Tarefas a realizar –
(a) Reproduza o trecho do texto sobre o inquérito de saúde entre "Na hora de escolher, 87%" e "e do equipamento.", ambos incluídos.
(b) Retome o texto sobre o inquérito de saúde a partir do ponto em que termina.

Texto fornecido –
--------------------------------

A esmagadora maioria dos portugueses (74%) considera que a saúde não é uma prioridade do Governo. Um inquérito à população, realizado no âmbito do projeto ‘3f – Financiamento, Fórmula para o Futuro’, uma iniciativa da Associação Portuguesa de Administradores Hospitalares (APAH), com o apoio da Roche, confirma que apenas 26% têm uma resposta positiva.
O estudo, realizado com uma amostra representativa da população e que contou com a participação de 600 pessoas, confirma a importância dada pelos cidadãos nacionais ao tema. Ao todo, oito em cada 10 atribuem à saúde o valor máximo da escala e outros tantos têm queixas em relação à forma de funcionamento do Serviço Nacional de Saúde (SNS).
Na hora de escolher, 87% optam pela oferta pública (foram aos hospitais do SNS nos últimos seis meses), mas não sem críticas. Queixam-se dos tempos de espera, superiores no público, da possibilidade de aceder aos tratamentos inovadores, da qualidade das instalações e do equipamento.
O inquérito revela ainda que entre aqueles que fizeram a visita a um hospital do SNS, a maior parte (28%) fê-lo por ser mais barato, com a qualidade a merecer apenas 6% das respostas.

--------------------------------

Dados registados –

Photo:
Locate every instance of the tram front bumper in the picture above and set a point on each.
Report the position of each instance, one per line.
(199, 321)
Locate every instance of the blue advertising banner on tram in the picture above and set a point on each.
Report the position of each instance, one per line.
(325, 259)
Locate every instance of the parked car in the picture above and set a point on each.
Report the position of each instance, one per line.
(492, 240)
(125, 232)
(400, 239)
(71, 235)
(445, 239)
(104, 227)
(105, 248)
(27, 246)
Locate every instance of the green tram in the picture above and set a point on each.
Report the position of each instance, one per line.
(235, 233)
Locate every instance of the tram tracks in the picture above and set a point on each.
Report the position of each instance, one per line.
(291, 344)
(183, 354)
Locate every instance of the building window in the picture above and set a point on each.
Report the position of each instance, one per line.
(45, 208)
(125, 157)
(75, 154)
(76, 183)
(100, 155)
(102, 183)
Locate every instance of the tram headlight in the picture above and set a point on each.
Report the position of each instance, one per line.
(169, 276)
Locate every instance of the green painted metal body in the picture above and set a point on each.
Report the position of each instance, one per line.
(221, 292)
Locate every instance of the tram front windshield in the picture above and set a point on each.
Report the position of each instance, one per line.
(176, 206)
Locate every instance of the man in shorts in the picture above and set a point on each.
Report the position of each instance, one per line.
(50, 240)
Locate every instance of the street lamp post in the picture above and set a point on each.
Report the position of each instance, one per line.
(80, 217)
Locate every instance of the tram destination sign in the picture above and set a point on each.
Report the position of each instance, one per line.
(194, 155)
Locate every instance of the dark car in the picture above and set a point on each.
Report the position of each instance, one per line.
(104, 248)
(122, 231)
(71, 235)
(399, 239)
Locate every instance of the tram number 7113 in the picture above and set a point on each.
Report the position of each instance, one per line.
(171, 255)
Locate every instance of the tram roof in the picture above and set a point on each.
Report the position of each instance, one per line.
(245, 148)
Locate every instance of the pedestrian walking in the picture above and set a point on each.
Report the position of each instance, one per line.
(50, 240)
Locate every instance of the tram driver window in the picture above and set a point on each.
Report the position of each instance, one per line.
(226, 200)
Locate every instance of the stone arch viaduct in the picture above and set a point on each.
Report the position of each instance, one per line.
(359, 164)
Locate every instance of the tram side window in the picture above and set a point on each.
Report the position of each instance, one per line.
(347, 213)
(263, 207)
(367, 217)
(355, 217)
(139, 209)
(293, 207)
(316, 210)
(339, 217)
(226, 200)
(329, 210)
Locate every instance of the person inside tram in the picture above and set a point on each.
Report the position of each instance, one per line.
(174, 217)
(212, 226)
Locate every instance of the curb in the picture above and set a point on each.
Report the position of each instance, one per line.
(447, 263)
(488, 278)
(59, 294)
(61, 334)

--------------------------------

Respostas por tarefa –
(a)
Na hora de escolher, 87% optam pela oferta pública (foram aos hospitais do SNS nos últimos seis meses), mas não sem críticas. Queixam-se dos tempos de espera, superiores no público, da possibilidade de aceder aos tratamentos inovadores, da qualidade das instalações e do equipamento.

(b)
A eterna questão do financiamento
A questão do financiamento, ou falta dele, no Serviço Nacional de Saúde é consensual. Na Fundação Calouste Gulbenkian, num encontro sobre o tema, Alexandre Lourenço, presidente da APAH, chamou a atenção para as “restrições financeiras”, depois confirmadas pelo ministro da Saúde, convidado do mesmo evento.
É sobre as respostas a este problema que muito se tem pensado. Agora, há conclusões, em forma de recomendações e dois projetos-piloto que as vão pôr em prática.
Ao longo de cerca de um ano, 22 peritos de diferentes áreas reuniram-se para refletir. Uma reflexão no âmbito do projeto 3f – Financiamento, Fórmula para o Futuro, uma iniciativa da APAH com o apoio da Roche, destinada a identificar e definir soluções que permitam reduzir o desperdício e promover a inovação em saúde.
“Abandonar a modalidade de pagamento assente no volume de cuidados” é algo que, defende Alexandre Lourenço, deverá ser feito. Das 90 recomendações sugeridas pelos peritos encontram-se várias associadas a esta ideia. Como aquela que defende o “desenvolvimento de ferramentas que permitem incluir a experiência do utente no modelo de financiamento da saúde”.
A satisfação e qualidade são, de resto, dois conceitos que têm andado alheados do sistema e que os especialistas os querem agora ver incluídos.
Mas há mais, muito mais a fazer, desde o aumento da literacia em saúde, que permitirá uma maior participação dos cidadãos, a uma integração entre os cuidados primários e os restantes, que se admite estar em falta, sem esquecer a medição dos resultados, que deve servir de bússola para o financiamento.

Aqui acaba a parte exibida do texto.